- [Listing]
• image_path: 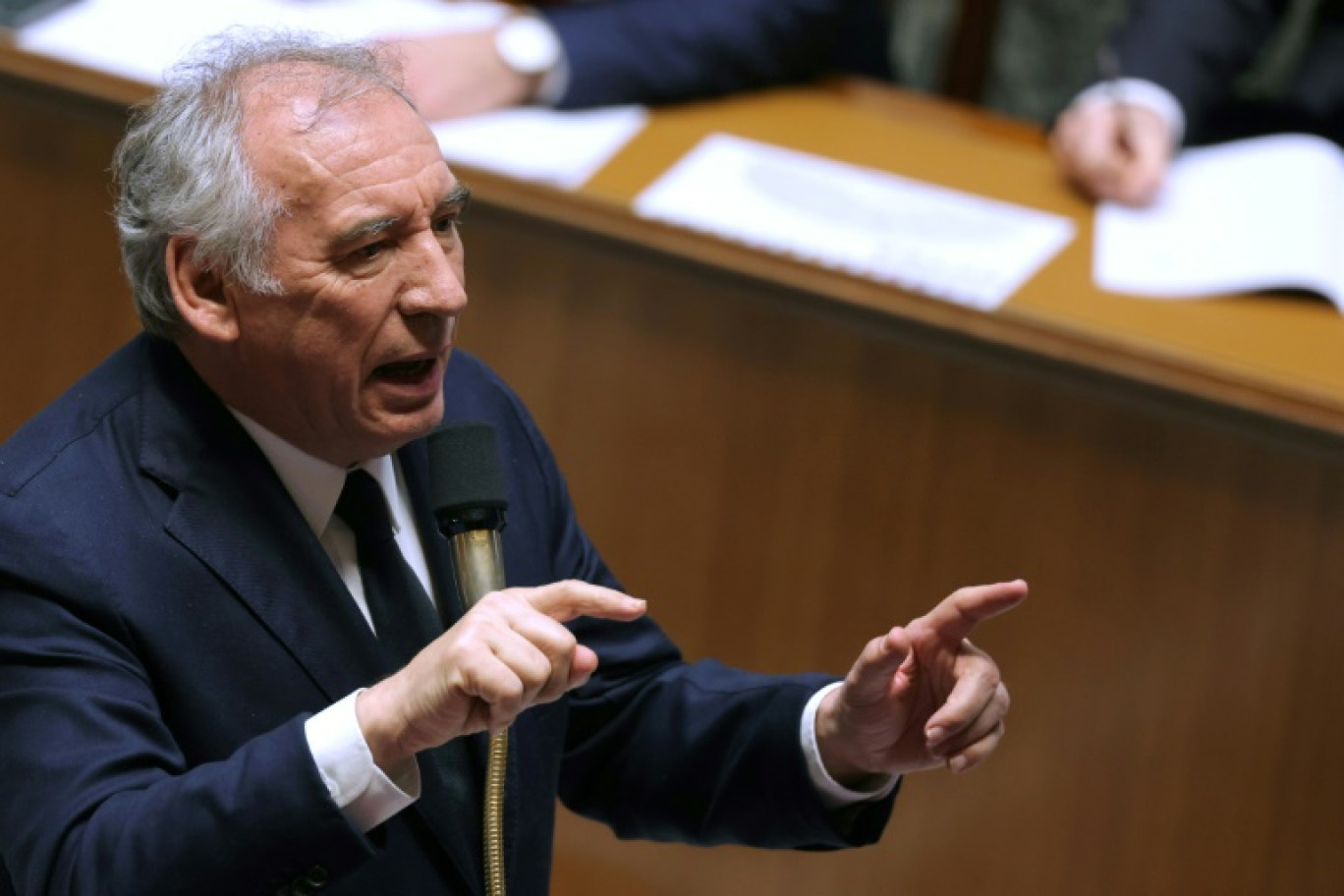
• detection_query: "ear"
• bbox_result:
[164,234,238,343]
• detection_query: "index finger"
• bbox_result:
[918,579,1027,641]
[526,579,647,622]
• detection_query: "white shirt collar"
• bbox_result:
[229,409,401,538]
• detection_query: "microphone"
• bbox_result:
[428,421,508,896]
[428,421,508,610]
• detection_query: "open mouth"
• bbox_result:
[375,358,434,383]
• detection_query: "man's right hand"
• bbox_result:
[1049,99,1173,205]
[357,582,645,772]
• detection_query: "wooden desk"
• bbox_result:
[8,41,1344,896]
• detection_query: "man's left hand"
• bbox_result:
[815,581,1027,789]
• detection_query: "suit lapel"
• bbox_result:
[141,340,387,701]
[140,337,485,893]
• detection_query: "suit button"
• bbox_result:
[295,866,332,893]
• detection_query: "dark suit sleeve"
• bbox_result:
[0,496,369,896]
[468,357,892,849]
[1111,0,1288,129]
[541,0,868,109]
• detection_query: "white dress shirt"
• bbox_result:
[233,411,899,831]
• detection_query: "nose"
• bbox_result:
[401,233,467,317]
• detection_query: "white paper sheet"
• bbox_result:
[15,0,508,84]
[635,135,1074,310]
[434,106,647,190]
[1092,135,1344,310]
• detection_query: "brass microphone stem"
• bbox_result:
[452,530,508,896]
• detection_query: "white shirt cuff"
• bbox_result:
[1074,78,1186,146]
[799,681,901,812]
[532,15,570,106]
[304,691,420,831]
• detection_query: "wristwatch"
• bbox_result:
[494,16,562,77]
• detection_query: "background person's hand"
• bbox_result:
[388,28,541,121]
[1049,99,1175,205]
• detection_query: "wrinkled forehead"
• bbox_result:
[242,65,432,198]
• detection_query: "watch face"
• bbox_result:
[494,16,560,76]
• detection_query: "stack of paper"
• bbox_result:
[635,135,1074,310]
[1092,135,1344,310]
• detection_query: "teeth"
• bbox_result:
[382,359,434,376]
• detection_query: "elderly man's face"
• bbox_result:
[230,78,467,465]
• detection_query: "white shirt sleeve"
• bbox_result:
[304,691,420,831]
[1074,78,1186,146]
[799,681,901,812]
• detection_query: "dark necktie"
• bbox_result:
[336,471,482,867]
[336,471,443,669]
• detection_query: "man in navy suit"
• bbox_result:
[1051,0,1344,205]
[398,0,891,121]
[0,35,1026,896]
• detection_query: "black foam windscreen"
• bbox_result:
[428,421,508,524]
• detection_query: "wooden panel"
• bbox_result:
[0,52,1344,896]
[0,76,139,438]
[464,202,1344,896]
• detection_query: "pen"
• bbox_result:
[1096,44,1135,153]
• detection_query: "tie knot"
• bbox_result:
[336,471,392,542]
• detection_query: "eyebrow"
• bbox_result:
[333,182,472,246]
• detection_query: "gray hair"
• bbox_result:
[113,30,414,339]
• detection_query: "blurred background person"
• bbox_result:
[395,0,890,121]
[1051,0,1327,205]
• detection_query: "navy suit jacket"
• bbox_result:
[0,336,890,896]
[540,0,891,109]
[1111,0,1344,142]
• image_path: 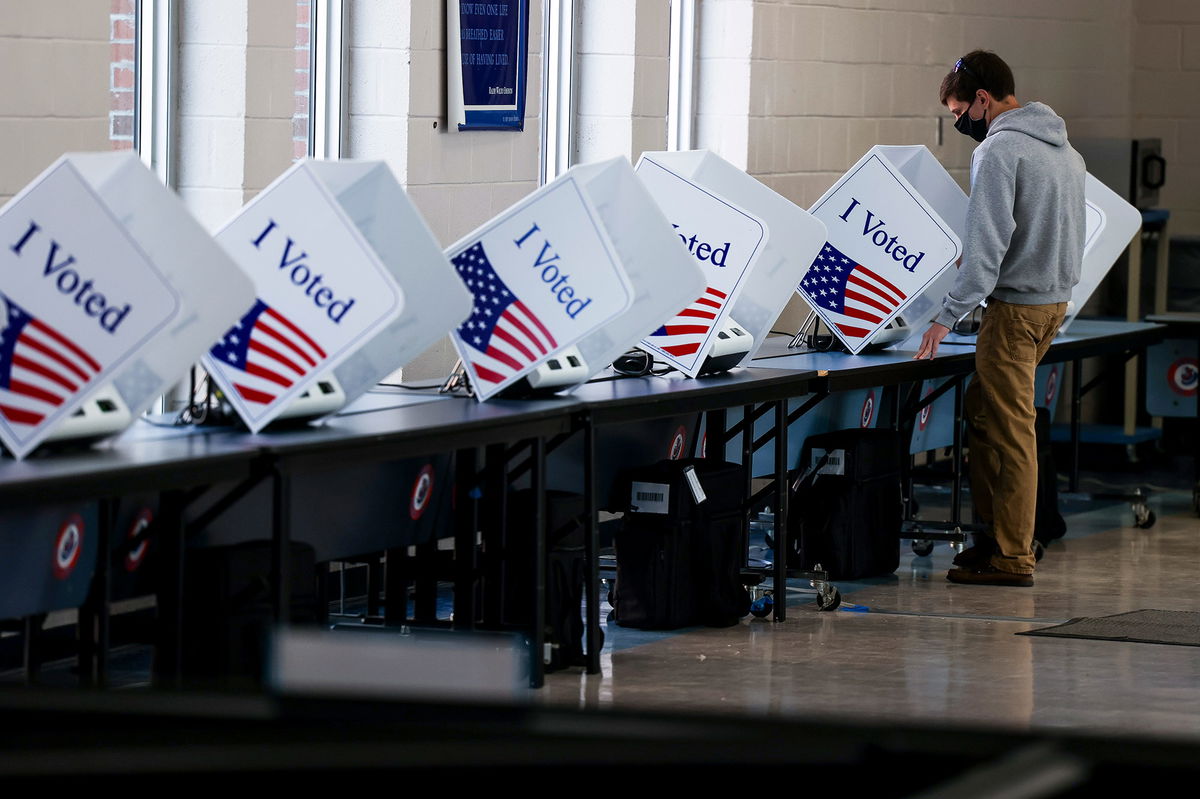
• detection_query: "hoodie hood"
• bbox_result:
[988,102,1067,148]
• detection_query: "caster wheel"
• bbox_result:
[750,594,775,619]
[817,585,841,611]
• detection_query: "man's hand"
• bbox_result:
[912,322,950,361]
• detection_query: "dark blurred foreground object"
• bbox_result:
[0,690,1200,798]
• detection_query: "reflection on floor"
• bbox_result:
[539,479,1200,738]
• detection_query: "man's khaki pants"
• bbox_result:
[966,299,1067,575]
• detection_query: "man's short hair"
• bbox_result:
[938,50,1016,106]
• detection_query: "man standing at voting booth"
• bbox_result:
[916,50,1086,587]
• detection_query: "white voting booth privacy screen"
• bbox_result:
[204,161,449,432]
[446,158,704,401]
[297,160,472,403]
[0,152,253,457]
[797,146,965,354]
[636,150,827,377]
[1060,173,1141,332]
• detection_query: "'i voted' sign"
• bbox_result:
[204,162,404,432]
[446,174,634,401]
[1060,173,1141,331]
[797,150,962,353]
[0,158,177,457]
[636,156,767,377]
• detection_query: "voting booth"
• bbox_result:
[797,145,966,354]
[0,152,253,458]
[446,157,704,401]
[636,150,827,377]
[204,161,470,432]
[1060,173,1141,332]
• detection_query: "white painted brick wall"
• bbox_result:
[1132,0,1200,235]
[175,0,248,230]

- [Goal]
Copy all of the lines above again without any changes, leaving the pictures out of your answer.

- [Correct result]
• image_path: 
• detection_query: "ear"
• bbox_result:
[164,234,238,343]
• detection_query: "index finger"
• bbox_result:
[918,579,1027,641]
[526,579,647,622]
• detection_query: "white shirt collar"
• bbox_result:
[229,409,401,538]
• detection_query: "microphone"
• bbox_result:
[428,421,508,896]
[428,421,508,610]
• detection_query: "open mouth"
• bbox_result:
[375,358,434,383]
• detection_query: "man's right hand"
• bbox_result:
[1049,99,1173,205]
[357,582,645,772]
• detection_query: "wooden desk"
• bbox_result:
[8,41,1344,896]
• detection_query: "man's left hand"
• bbox_result:
[815,581,1027,789]
• detection_query: "suit lapel"
• bbox_result:
[141,340,387,701]
[140,337,485,893]
• detection_query: "suit button"
• bbox_result:
[295,866,332,893]
• detection_query: "dark suit sleeve"
• bbox_result:
[0,496,369,896]
[468,357,892,849]
[1111,0,1288,129]
[541,0,868,109]
• detection_query: "white dress shirt"
• bbox_result:
[233,411,899,831]
• detection_query: "nose"
• bbox_result:
[401,233,467,317]
• detection_query: "white paper sheet"
• bbox_result:
[15,0,508,84]
[635,135,1074,310]
[434,106,647,190]
[1092,135,1344,310]
• detection_query: "brass microphone stem"
• bbox_result:
[452,530,508,896]
• detection_query: "white shirt cuff"
• bbox_result:
[1074,78,1186,146]
[799,681,901,812]
[532,15,570,106]
[304,691,420,831]
• detection_query: "wristwatch"
• bbox_result:
[494,16,562,77]
• detection_query: "background person's hand"
• bbox_result:
[388,28,541,121]
[1049,99,1175,205]
• detection_query: "wrinkled forehead"
• bbox_result:
[242,65,432,198]
• detection_query: "watch face"
• bbox_result:
[494,16,560,76]
• detection_query: "stack of paper"
• bbox_result:
[635,135,1074,310]
[1092,135,1344,310]
• detection_query: "teeth"
• bbox_result:
[382,359,434,376]
• detection_query: "elderly man's face"
• bbox_result:
[230,78,467,465]
• detection_query: "white shirt sleeve"
• bbox_result:
[304,691,420,831]
[1074,78,1186,146]
[799,681,901,812]
• detection_query: "dark necktie"
• bbox_result:
[336,471,482,867]
[336,471,443,669]
• detection_query: "man in navy suit"
• bbox_result:
[1051,0,1344,205]
[398,0,891,121]
[0,35,1026,896]
• detection_query: "black foam windscreen"
• bbox_result:
[428,421,508,524]
• detection_query: "wooden panel"
• bbox_result:
[0,52,1344,896]
[0,76,139,438]
[464,202,1344,896]
• detection_query: "pen"
• bbox_result:
[1096,44,1135,153]
• detection_query: "tie knot"
• bbox_result:
[336,471,392,542]
• detection_query: "eyebrow"
• bbox_result:
[333,182,472,246]
• detection_query: "gray hair"
• bbox_result:
[113,30,414,339]
• detection_query: "blurred background person"
• bbox_result:
[395,0,890,121]
[1051,0,1327,205]
• detection_query: "navy suit jacket"
• bbox_result:
[0,336,890,896]
[540,0,891,109]
[1111,0,1344,142]
• image_path: 
• detection_query: "hoodie hood"
• bbox_result:
[988,102,1067,148]
• detection_query: "caster wheel"
• bbox_result:
[750,594,775,619]
[817,585,841,611]
• detection_query: "man's hand"
• bbox_result:
[912,322,950,361]
• detection_query: "dark blurred foreground object"
• bbox_result:
[0,690,1200,798]
• detection_query: "reflection on floor"
• bbox_result:
[539,479,1200,738]
• detection_query: "man's khaki pants"
• bbox_result:
[966,299,1067,575]
• detection_query: "man's short hair"
• bbox_result:
[938,50,1016,106]
• detection_query: "man standing at voting booth"
• bbox_result:
[916,50,1086,587]
• detection_query: "white voting booth privacy screen"
• bbox_result:
[204,161,449,432]
[446,158,704,401]
[297,160,472,403]
[0,152,253,457]
[797,146,965,354]
[636,150,827,377]
[1060,173,1141,332]
• detection_query: "'i voted' sign"
• bbox_result:
[204,162,404,432]
[446,174,634,401]
[1060,173,1141,331]
[797,150,962,353]
[0,158,177,457]
[636,156,767,377]
• detection_query: "voting booth"
• bbox_result:
[797,145,966,354]
[0,152,253,458]
[446,157,704,401]
[636,150,827,377]
[204,161,470,432]
[1060,173,1141,332]
• detection_query: "white painted brick wall"
• bbox_result:
[1132,0,1200,235]
[175,0,248,230]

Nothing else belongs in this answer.